> **Excerpted records**:
◆ ◆ ◆ ◆
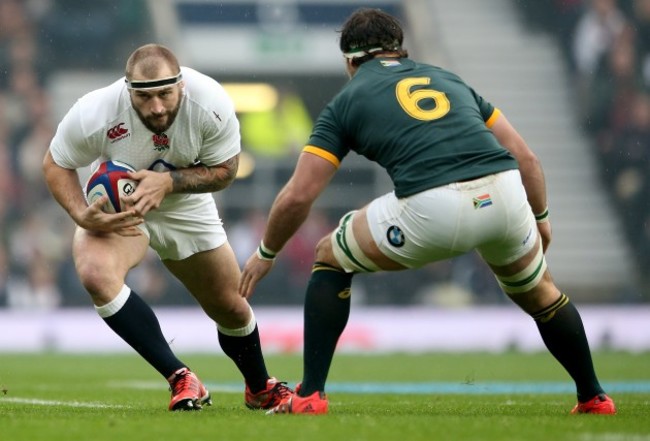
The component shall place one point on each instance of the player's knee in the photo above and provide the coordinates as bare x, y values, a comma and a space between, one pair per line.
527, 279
◆ ◆ ◆ ◆
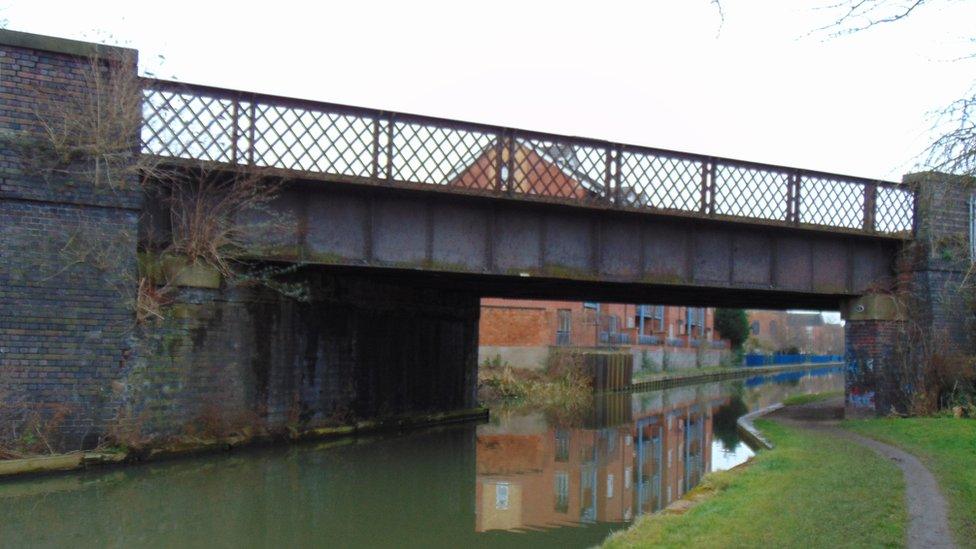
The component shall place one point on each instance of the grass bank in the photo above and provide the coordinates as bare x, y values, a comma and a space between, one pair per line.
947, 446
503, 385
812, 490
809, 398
◆ ◆ ◆ ◆
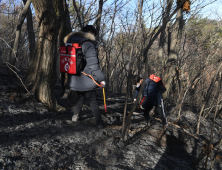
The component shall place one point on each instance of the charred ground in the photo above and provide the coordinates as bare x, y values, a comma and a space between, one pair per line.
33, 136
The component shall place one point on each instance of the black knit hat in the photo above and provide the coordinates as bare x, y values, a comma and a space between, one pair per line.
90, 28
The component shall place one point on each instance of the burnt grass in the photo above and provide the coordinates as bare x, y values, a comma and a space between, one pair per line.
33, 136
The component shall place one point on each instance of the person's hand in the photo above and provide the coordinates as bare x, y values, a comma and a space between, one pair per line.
◆ ◆ ◆ ◆
> **Task to complete**: In the entries above, restate word for word the lines between the one holding "of the black" and the one holding "of the person's", inclusive, and nothing besides.

> **Result below**:
The component shall place one point on each instance of the black knit hat in the photo above and provide the coordinates as bare x, y values, a comma and a space between, one pair per line.
90, 28
The component shall place one point on each instance of the burnt grass in the photo above and provide the coordinates as bare x, y values, a comma and a space between, one pair per line.
33, 136
The component shall place one point on each instance of the person's hand in the photo above and provide the coordinates as bare x, y values, a comma and a space between, one pair per line.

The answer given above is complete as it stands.